Swap "integer pixel values" for "whole-number pixel coordinates" everywhere it occurs in the entries below. Leave every other word unchanged.

<<<<

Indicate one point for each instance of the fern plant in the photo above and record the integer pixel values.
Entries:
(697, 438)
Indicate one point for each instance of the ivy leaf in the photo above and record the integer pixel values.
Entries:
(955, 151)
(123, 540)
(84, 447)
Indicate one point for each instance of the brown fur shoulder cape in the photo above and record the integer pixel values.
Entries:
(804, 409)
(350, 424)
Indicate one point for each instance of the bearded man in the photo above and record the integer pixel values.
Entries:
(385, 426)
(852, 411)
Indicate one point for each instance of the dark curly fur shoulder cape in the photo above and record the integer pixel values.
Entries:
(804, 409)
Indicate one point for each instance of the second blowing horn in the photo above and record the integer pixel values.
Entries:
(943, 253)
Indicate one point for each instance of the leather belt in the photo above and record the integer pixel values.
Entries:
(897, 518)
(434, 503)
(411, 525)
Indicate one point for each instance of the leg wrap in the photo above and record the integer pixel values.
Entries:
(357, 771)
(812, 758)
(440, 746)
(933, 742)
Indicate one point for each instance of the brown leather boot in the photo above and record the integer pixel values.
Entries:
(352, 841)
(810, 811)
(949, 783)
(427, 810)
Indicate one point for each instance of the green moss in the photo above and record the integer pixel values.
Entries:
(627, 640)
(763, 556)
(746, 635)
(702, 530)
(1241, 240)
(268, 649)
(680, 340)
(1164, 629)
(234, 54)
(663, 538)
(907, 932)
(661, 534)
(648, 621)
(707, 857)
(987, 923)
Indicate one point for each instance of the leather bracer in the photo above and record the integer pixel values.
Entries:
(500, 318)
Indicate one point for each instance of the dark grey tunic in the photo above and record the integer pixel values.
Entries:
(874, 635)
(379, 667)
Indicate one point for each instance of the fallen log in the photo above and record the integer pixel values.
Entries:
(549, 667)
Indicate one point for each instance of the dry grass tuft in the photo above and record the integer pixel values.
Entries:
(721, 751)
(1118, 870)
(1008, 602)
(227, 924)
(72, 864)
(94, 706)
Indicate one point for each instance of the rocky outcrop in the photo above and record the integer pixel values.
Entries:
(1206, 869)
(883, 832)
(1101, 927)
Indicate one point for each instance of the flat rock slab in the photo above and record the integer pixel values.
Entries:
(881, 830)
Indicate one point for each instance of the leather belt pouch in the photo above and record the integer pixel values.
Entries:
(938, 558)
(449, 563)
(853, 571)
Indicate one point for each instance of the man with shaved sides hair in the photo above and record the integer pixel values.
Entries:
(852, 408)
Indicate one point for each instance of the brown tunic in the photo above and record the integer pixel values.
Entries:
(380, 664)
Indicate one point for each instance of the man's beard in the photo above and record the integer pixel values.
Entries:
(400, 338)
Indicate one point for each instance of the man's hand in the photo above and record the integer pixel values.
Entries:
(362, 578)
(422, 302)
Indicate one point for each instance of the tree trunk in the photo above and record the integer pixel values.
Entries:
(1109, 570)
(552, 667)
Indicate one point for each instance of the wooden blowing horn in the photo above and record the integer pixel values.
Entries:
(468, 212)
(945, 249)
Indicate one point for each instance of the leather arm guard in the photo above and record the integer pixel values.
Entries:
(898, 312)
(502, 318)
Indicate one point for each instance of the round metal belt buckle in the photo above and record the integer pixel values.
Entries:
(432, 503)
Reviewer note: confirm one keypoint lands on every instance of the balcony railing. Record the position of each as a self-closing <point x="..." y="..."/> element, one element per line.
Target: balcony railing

>>>>

* _EXERCISE RESULT_:
Indicate one point for each instance of the fern plant in the photo above and record the whole-number pixel coordinates.
Entries:
(697, 438)
Indicate one point for each instance of the ivy leaf in the photo above and record the whole-number pixel coordinates.
Entries:
(955, 151)
(123, 540)
(84, 447)
Indicate one point for each instance of the brown fur shoulder cape in the photo above and record the whole-number pixel coordinates.
Entries:
(804, 409)
(350, 424)
Indicate one point for each instance of the bearded man in the photo above and record the whole-number pixel coordinates.
Entries:
(385, 426)
(852, 411)
Indicate one point for each instance of the dark curly fur shoulder cape in the photo above and record the whole-number pixel coordinates.
Entries:
(804, 409)
Indicate one point for each instance of the second blowing horn in the photo above and record the whole-number pixel coordinates.
Entries:
(943, 253)
Indicate one point for each instance of the leather belt in the photo above and record the whole-number pixel coordinates.
Entries:
(897, 518)
(434, 503)
(411, 525)
Indicate one point for each instance of the leg wrap in the photo above and record the whole-number pixel coordinates.
Entries:
(357, 771)
(812, 758)
(440, 746)
(933, 742)
Indicate one point for each instance of the brown leather boot in the photo above and record the whole-number pixel coordinates.
Entries:
(352, 841)
(810, 811)
(949, 783)
(427, 810)
Indicate one point for each instance of the green moss in the photo above and record the whole-number pixel coordinates.
Entries:
(627, 640)
(763, 556)
(746, 635)
(702, 530)
(1241, 240)
(268, 649)
(680, 340)
(1164, 629)
(234, 54)
(663, 538)
(907, 932)
(661, 534)
(648, 621)
(707, 857)
(987, 923)
Indicate one point for each instance of the leather bracer in the photo above and record the whole-number pixel coordinates.
Entries:
(500, 318)
Indicate one point for each instance of the dark grey tunic in the photo above and record the whole-number pixel coordinates.
Entries:
(874, 635)
(379, 667)
Indicate one point for each instance of the fallen log in the photo above and record the whole-number pixel coordinates.
Entries:
(549, 667)
Indicate one point for each instance of the dry grass tuft in the photo above and record the whole-number pixel coordinates.
Entries:
(721, 751)
(1118, 870)
(1008, 602)
(227, 924)
(72, 864)
(94, 706)
Indicate one point for each instance of the rocky outcrop in the photo above and record the whole-number pixel coordinates.
Entries:
(1206, 869)
(883, 832)
(1101, 927)
Indicate one point for each instance of the flat rock slab in the photo above and record the whole-number pixel coordinates.
Entries:
(881, 830)
Indicate one point for each instance of the leather belt pouch in the photo above and record the whole-number pixel coordinates.
Entries:
(938, 558)
(449, 563)
(853, 571)
Indicate one point for each instance of the man with shaved sides hair in the photo above and record the whole-number pixel coordinates.
Entries:
(852, 408)
Indicate one point for each instance of the brown tunic in the photo above and record the whole-number pixel coordinates.
Entries:
(380, 664)
Indicate one point for each instance of the man's beard in the photo above and record the whole-number pixel coordinates.
Entries:
(400, 338)
Indicate one point for each instance of the man's hand in the photo above and record the whole-number pixel coordinates.
Entries:
(362, 578)
(422, 302)
Indicate one point for each instance of the tree trunk in the photo above and record the whole-number pixel coordinates.
Entries:
(1109, 570)
(552, 667)
Indicate one point for each instance of the wooden blowing horn in the photo above and record the whole-number pixel coordinates.
Entries:
(468, 212)
(945, 249)
Indicate one point for each instance of the leather arm guard in the photo above and record the whole-number pixel coordinates.
Entries:
(898, 312)
(502, 318)
Indicate one point for each instance of the round metal belt buckle in the photo above and record the whole-number pixel coordinates.
Entries:
(432, 503)
Reviewer note: confirm one keypoint lands on every instance of the balcony railing. Record the position of each as a self-closing <point x="..." y="..."/> element, one element per line.
Target: balcony railing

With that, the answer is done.